Records drawn from a dataset:
=-=-=-=-=

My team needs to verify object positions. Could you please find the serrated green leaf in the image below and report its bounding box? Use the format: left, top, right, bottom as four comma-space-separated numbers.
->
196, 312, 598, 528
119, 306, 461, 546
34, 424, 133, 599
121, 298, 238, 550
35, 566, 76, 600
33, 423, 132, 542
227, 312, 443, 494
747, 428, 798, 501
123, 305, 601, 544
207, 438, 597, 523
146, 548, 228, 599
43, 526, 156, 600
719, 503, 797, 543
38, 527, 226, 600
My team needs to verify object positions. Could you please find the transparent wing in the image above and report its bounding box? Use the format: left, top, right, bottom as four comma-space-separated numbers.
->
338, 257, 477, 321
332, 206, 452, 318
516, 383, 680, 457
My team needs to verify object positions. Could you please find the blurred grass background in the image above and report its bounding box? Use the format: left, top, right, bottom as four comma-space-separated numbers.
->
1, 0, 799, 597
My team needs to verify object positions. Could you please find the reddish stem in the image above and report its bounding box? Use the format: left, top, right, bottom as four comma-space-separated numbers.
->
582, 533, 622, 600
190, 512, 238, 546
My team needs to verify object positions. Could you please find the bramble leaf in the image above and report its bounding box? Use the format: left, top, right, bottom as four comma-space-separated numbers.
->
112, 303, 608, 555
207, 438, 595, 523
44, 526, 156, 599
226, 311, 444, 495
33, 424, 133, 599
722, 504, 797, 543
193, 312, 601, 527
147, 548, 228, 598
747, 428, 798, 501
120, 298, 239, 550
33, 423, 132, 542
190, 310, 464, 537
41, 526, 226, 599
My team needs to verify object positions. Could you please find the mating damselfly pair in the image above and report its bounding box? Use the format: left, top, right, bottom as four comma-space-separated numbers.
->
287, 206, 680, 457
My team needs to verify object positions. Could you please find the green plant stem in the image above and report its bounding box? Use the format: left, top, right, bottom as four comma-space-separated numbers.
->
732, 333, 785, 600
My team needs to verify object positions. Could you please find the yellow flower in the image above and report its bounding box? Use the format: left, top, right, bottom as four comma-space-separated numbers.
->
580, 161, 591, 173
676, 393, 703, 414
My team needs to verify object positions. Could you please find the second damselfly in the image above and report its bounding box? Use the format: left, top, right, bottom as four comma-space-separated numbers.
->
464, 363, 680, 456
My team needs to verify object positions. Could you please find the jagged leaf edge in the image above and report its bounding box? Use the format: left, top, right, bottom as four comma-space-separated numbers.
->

=-=-=-=-=

Aim of the exercise: Within the entries above, find every line where the string "leaf" occurs, and copy it.

Result of the exercise:
My team needs to verify object positions. Could you please find the serrated green leaf in the image below and report its bounding box? Use the format: left, top, right, bottom as four comma-space-separated numbers.
My team needs to verify object positions. Could you please find the bramble leaf in the image above and report its bounding box? Use the format: left, top, right, bottom as four comma-space-separated numbers.
My team needs to verify object positions. Could you please find the jagged leaf edge in the image above and report its bounding box? Use the format: left, top, right, bottom as four comma-space-separated numbers.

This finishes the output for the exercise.